SET EXERCISE — Extend the commentary on Venezuela's military modernization and Washington's double standard, starting directly after its final sentence.

Venezuela, Georgia, and
Washington's double standard
The Venezuelan government is carrying out a modernization of its armed forces, a process that includes replacing obsolete or useless weapons; a 120 million dollar agreement with Russia for the acquisition of transport and assault helicopters and Kalashnikov AK-47 rifles; the purchase of 20 Super Tucano advanced training aircraft from Brazil and 12 transport planes, naval patrol vessels and corvettes manufactured in Spain.
Caracas' decision has generated resentment in different countries in the area, but above all in the United States. Washington has expressed its "concern", with the argument of a supposed Venezuelan threat to the stability of the region and the impact of a militarization that would have a multiplying effect.
As has been the custom, George W. Bush's administration acts with a double standard, in the opinion of the Latin American Circle for International Studies (LACIS), a civil society based organization, specializing in analysis, reflection, research, and the exchange of information, with offices in Mexico City.

RECORD LIST —
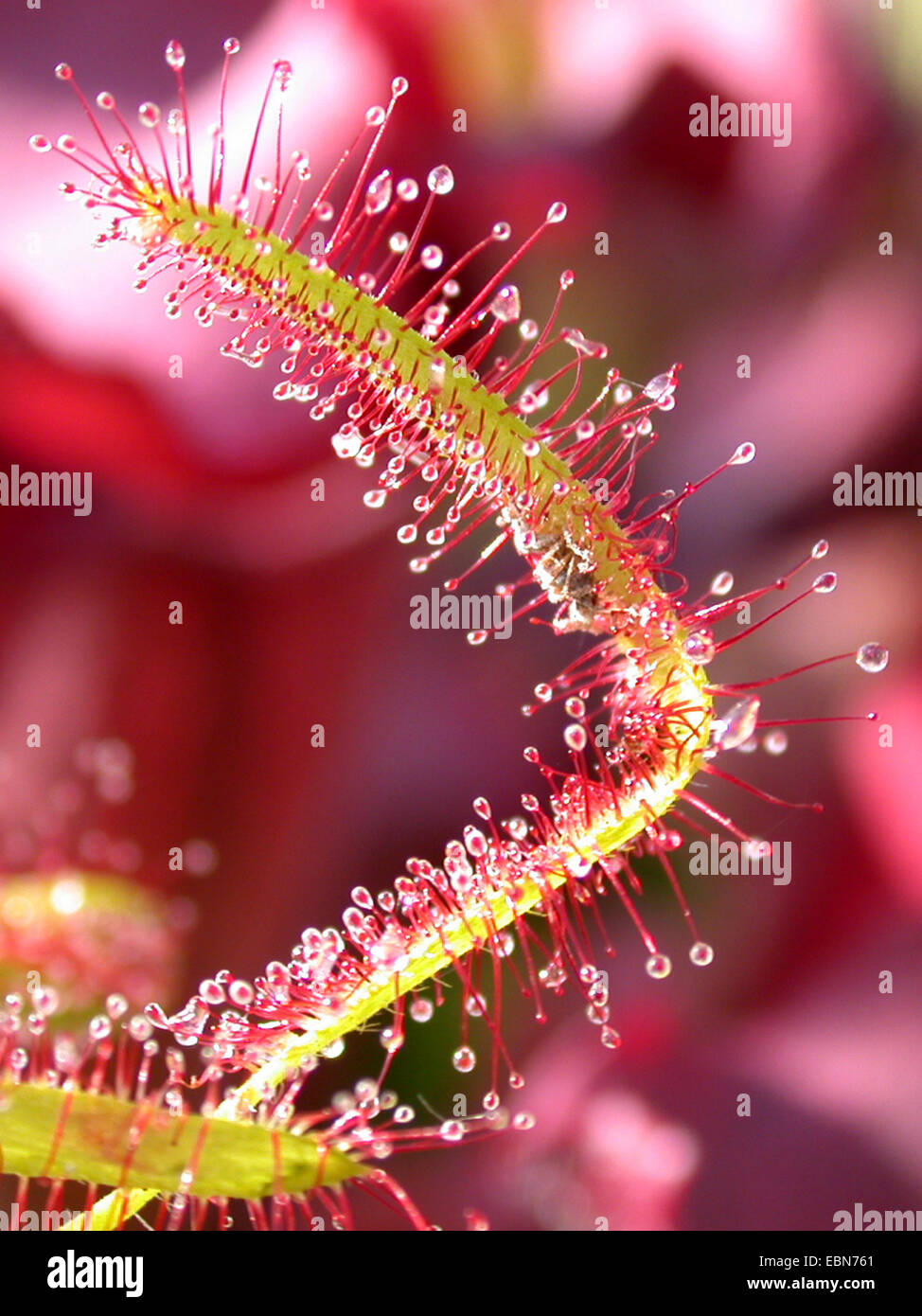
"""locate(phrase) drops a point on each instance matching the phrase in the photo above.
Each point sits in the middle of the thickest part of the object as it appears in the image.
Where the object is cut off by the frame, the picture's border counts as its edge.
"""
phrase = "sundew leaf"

OUTPUT OF THE TASK —
If we are discussing threats to peace and the pressure of militarization, there are more tangible and concrete reasons for concern in today's world. On the other side of the globe, Georgia, a former Soviet republic in the Caucasus, has today become the world leader in terms of militarization.
Georgia's military budget has been growing year by year and in 2007, for example, will increase 50%. The government of Tbilisi (the Georgian capital) purchased considerable arms and weapons from other countries, including from some NATO member states. The countries that sell such weapons know or should know that Georgia is located in a highly conflict ridden area and. therefore, in doing so, they violate international norms and stoke the fires of a conflict that could reach global proportions.
However, the Bush administration is a staunch defender and ally of Georgian President MikhaÃl Saakashvili, who it views as an extremely useful pawn to consolidate the U.S. presence in the Caucasus and threaten Russia's south flank.
In addition, the lack of border controls both in Abkhazia as well as in South Ossetia, regions that aspire to separate from Georgia, and the proximity of this latter country to Chechnya, have facilitated the shipment of weapons to Chechnyan terrorist militias, either via official Georgian channels or through smuggling, almost certainly through the narrow Pankisi Pass.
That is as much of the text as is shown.